Objective: Repeat the lines beginning at the one with "Where can the sink" and running to the end of the material, keeping the first and last of them, exactly as they appear.

***** Data shown

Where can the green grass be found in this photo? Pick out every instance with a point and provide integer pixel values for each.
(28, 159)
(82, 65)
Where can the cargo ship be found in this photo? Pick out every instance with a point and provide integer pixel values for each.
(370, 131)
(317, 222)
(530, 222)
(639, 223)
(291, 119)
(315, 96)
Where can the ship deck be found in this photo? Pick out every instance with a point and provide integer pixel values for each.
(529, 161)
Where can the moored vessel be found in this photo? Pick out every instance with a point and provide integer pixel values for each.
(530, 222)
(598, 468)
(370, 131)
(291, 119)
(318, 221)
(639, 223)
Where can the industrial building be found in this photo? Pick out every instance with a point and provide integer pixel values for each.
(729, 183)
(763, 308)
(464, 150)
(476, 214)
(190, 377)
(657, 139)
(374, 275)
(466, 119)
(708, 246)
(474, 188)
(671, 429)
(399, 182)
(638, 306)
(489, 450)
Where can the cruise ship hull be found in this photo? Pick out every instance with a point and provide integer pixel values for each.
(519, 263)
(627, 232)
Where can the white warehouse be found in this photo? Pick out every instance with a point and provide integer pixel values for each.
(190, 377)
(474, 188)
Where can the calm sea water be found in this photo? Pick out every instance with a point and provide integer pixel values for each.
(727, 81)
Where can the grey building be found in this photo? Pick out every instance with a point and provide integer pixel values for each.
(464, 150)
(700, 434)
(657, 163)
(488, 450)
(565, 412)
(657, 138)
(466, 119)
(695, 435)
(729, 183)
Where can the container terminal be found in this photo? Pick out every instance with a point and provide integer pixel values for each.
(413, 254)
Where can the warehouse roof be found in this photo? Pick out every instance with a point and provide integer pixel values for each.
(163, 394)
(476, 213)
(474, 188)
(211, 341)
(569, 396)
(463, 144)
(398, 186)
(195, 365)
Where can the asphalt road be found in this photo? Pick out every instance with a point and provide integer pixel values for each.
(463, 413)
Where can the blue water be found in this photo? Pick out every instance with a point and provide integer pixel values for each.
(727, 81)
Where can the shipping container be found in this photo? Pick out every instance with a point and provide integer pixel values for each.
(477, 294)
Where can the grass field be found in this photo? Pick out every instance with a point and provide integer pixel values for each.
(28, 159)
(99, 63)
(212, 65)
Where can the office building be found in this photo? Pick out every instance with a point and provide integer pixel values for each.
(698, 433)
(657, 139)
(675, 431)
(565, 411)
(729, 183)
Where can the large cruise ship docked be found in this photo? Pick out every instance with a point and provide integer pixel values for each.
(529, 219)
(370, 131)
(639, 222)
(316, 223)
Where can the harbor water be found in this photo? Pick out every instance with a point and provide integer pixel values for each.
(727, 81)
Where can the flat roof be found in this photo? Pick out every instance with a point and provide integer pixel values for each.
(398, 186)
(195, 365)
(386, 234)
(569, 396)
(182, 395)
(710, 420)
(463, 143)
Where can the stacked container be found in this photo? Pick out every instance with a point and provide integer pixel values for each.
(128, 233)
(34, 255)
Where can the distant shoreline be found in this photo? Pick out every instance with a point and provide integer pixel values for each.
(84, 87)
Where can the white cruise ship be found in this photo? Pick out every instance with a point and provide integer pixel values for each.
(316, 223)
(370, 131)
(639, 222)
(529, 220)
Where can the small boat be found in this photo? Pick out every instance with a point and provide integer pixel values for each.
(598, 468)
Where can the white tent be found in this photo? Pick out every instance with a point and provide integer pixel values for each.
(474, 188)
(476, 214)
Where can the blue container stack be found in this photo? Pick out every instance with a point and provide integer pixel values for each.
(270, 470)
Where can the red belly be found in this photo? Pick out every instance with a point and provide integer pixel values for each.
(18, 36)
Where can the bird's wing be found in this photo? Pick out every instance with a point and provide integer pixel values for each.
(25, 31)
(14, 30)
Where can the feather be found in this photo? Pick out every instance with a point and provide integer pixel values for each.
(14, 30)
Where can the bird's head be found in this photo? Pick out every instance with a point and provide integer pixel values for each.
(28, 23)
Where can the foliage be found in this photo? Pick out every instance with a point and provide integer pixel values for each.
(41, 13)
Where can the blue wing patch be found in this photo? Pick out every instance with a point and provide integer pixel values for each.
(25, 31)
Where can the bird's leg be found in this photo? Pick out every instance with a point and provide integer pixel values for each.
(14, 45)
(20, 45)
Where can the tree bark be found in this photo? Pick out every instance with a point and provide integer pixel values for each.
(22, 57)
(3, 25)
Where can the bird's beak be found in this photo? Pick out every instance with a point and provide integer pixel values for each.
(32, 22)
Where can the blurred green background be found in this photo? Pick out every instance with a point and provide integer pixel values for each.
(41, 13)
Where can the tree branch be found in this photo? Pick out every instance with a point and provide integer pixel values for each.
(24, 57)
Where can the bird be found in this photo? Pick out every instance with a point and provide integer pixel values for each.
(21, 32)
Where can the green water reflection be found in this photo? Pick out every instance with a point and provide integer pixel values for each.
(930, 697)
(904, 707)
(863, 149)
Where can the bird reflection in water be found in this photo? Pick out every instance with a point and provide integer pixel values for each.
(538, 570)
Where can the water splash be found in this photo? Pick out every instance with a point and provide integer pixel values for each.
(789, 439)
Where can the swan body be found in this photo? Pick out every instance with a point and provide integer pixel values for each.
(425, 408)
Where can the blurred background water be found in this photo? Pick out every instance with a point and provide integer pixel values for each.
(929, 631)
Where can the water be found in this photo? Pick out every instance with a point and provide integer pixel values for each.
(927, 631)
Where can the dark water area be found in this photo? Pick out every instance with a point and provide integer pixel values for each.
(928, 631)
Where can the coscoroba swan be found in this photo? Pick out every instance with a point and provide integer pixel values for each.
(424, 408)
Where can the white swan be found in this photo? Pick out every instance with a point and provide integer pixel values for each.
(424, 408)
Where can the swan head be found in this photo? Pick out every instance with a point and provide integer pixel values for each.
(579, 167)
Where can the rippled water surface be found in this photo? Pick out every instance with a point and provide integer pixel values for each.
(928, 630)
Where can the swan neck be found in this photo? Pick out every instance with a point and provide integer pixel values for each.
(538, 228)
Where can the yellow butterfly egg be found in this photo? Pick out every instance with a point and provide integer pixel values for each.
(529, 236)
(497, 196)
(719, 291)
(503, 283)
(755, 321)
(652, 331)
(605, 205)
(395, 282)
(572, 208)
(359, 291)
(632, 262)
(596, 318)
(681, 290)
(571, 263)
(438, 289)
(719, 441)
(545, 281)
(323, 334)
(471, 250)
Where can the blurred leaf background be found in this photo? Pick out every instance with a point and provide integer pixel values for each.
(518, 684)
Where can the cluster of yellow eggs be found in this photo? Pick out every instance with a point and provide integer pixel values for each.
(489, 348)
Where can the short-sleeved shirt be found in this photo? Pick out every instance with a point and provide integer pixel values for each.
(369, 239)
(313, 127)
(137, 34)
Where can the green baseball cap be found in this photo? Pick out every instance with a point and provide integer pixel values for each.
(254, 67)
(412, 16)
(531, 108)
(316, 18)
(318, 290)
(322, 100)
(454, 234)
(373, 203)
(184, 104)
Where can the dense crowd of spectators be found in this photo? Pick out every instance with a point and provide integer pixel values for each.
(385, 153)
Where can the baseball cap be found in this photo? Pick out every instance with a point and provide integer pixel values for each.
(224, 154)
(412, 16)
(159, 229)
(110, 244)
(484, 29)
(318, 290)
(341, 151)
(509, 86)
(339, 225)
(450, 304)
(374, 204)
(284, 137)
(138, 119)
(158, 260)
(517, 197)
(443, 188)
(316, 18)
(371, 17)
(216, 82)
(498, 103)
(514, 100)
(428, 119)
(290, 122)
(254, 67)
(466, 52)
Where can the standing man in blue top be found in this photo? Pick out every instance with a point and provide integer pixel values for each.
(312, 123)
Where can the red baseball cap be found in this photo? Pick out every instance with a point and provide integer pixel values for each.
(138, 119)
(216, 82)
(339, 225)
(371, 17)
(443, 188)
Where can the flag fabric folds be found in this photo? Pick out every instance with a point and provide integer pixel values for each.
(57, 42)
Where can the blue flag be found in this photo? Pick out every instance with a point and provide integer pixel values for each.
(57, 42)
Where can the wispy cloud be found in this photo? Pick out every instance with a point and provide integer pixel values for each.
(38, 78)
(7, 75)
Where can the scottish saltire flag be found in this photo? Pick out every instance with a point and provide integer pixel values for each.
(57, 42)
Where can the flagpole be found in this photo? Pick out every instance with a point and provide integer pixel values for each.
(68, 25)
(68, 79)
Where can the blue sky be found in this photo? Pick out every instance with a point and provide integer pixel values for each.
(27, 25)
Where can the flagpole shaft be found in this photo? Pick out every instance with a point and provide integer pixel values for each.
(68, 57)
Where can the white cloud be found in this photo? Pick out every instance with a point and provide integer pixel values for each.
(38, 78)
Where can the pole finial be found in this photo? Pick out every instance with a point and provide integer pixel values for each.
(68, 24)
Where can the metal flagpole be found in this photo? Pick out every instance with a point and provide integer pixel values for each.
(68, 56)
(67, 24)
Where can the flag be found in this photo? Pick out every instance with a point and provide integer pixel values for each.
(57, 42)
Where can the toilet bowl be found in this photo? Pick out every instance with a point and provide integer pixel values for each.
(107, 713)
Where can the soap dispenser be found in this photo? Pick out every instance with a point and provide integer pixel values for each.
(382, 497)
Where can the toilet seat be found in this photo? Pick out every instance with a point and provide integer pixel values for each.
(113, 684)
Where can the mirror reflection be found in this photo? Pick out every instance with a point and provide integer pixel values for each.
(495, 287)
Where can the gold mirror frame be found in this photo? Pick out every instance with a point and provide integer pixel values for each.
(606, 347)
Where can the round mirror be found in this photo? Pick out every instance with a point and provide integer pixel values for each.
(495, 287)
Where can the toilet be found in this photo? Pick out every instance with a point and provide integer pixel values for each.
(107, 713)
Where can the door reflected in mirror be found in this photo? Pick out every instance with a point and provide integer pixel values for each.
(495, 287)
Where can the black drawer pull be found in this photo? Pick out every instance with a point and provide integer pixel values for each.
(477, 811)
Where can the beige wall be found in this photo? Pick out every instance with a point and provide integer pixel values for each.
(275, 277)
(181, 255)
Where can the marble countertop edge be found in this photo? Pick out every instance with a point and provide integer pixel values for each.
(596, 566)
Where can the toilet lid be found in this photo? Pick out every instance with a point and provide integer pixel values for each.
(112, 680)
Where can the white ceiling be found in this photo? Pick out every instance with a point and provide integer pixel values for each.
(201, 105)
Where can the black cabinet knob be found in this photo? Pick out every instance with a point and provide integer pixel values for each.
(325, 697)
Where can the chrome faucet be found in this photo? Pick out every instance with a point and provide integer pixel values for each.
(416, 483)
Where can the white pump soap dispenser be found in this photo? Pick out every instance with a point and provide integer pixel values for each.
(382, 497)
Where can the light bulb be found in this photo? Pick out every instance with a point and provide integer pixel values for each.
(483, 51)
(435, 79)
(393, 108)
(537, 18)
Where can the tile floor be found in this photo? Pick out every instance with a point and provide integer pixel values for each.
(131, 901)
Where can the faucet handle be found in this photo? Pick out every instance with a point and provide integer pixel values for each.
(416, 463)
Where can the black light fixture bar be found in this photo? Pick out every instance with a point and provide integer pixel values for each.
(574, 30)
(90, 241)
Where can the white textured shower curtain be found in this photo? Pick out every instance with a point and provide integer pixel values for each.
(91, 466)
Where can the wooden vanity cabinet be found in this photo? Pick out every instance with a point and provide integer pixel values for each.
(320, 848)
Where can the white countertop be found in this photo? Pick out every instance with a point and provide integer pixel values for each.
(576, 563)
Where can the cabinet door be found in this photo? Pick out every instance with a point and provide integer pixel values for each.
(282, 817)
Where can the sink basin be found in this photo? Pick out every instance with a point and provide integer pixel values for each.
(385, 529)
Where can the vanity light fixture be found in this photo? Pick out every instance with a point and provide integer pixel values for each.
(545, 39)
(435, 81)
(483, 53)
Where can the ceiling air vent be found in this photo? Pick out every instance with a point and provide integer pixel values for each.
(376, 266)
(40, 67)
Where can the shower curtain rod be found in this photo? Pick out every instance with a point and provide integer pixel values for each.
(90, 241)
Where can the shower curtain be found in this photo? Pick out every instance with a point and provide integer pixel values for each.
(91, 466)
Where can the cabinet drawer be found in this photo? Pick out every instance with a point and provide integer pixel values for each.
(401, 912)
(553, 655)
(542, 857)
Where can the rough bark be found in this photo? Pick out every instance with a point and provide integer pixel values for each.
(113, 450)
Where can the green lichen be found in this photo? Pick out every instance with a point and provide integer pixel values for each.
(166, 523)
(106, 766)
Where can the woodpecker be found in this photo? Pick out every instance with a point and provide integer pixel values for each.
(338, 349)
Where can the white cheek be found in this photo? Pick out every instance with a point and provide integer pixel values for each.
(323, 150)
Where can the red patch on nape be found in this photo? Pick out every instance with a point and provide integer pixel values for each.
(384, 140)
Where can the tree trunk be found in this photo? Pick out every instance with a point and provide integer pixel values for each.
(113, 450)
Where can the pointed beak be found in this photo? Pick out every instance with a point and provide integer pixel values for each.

**********

Answer to this problem:
Where can the sink basin be found in this photo? Pick out every instance with a point and provide integer pixel values for each.
(385, 529)
Where can the vanity light fixture be found in this photo? Pick out every instance with a point and provide integer pixel values for each.
(545, 39)
(435, 81)
(483, 53)
Where can the ceiling air vent be found in this photo? Pick out every instance with a point and provide integer pixel values for each.
(376, 266)
(40, 67)
Where can the shower curtain rod be found in this photo? Pick out every instance with a point and provide integer pixel values for each.
(90, 241)
Where can the shower curtain be found in this photo? Pick out every instance with a point and provide integer pixel values for each.
(91, 466)
Where can the cabinet drawer be found in this photo? Pick out every instance with a point and provide integer pixel values for each.
(401, 912)
(553, 655)
(542, 857)
Where can the rough bark be found in this photo? Pick out every instance with a point and provide integer pixel values for each.
(113, 450)
Where can the green lichen be found in this photo? Pick out every instance with a point and provide integer pixel values for each.
(166, 523)
(106, 766)
Where can the woodpecker be found in this photo? Pick out every instance with a point and provide integer pixel values for each.
(338, 349)
Where can the white cheek be found in this photo? Pick out every instance with a point and provide integer pixel values for each.
(323, 150)
Where can the red patch on nape be found in this photo? Pick out every instance with a point and provide integer pixel values for each.
(384, 140)
Where can the tree trunk be found in this photo? Pick out every instance with a point and provide integer pixel values for each.
(113, 450)
Where can the pointed beak be found in this photo? Pick out every instance with a point and provide integer pixel values for each.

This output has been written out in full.